- _Exercise instructions_
Copy each of the following items verbatim, keeping every line, number and character unchanged.

- _Given data_
####

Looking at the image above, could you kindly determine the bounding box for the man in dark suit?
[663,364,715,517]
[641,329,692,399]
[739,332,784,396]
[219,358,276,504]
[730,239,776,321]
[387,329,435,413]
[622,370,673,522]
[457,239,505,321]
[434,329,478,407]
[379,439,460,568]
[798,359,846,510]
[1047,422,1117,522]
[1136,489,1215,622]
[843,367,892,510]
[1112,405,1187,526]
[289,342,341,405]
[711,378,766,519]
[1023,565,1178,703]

####

- _Task result_
Looking at the image above, could you kindly determine the bounding box for the man in dark suit?
[663,364,715,517]
[641,329,692,399]
[739,332,784,396]
[219,358,276,504]
[730,239,776,321]
[387,329,435,413]
[622,370,673,522]
[457,239,505,321]
[434,329,478,407]
[379,439,460,568]
[798,359,846,510]
[1047,422,1117,522]
[1136,489,1215,622]
[843,367,892,510]
[1112,405,1187,526]
[289,342,341,405]
[711,378,766,519]
[1023,565,1178,703]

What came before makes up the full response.